*Extracted records:*

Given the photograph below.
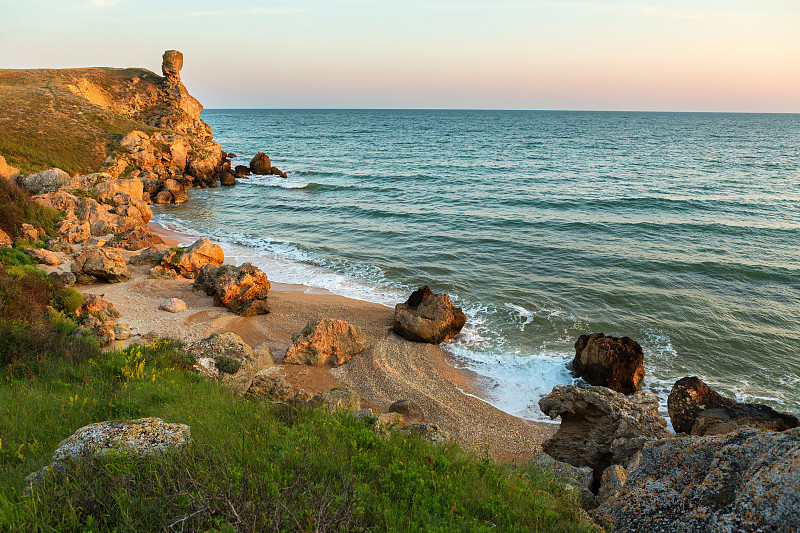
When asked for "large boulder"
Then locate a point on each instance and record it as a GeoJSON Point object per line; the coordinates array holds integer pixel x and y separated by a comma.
{"type": "Point", "coordinates": [242, 289]}
{"type": "Point", "coordinates": [600, 427]}
{"type": "Point", "coordinates": [187, 262]}
{"type": "Point", "coordinates": [609, 362]}
{"type": "Point", "coordinates": [142, 437]}
{"type": "Point", "coordinates": [428, 317]}
{"type": "Point", "coordinates": [42, 182]}
{"type": "Point", "coordinates": [135, 238]}
{"type": "Point", "coordinates": [696, 408]}
{"type": "Point", "coordinates": [260, 164]}
{"type": "Point", "coordinates": [225, 357]}
{"type": "Point", "coordinates": [743, 481]}
{"type": "Point", "coordinates": [326, 342]}
{"type": "Point", "coordinates": [107, 265]}
{"type": "Point", "coordinates": [171, 65]}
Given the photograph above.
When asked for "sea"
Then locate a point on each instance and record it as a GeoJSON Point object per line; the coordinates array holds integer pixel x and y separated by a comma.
{"type": "Point", "coordinates": [680, 230]}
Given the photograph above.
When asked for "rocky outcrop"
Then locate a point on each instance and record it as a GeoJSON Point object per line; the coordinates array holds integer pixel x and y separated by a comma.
{"type": "Point", "coordinates": [261, 165]}
{"type": "Point", "coordinates": [187, 262]}
{"type": "Point", "coordinates": [142, 437]}
{"type": "Point", "coordinates": [99, 307]}
{"type": "Point", "coordinates": [43, 257]}
{"type": "Point", "coordinates": [42, 182]}
{"type": "Point", "coordinates": [135, 239]}
{"type": "Point", "coordinates": [326, 342]}
{"type": "Point", "coordinates": [742, 481]}
{"type": "Point", "coordinates": [106, 265]}
{"type": "Point", "coordinates": [697, 409]}
{"type": "Point", "coordinates": [600, 427]}
{"type": "Point", "coordinates": [242, 289]}
{"type": "Point", "coordinates": [428, 317]}
{"type": "Point", "coordinates": [225, 357]}
{"type": "Point", "coordinates": [616, 363]}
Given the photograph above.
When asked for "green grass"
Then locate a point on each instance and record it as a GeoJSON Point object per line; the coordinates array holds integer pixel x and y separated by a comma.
{"type": "Point", "coordinates": [253, 465]}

*Direction:* Copy out every line of the entries above that contains the string "When".

*Exercise output:*
When asked for "large boulder"
When asked for "sea"
When asked for "rocky outcrop"
When asked for "green grass"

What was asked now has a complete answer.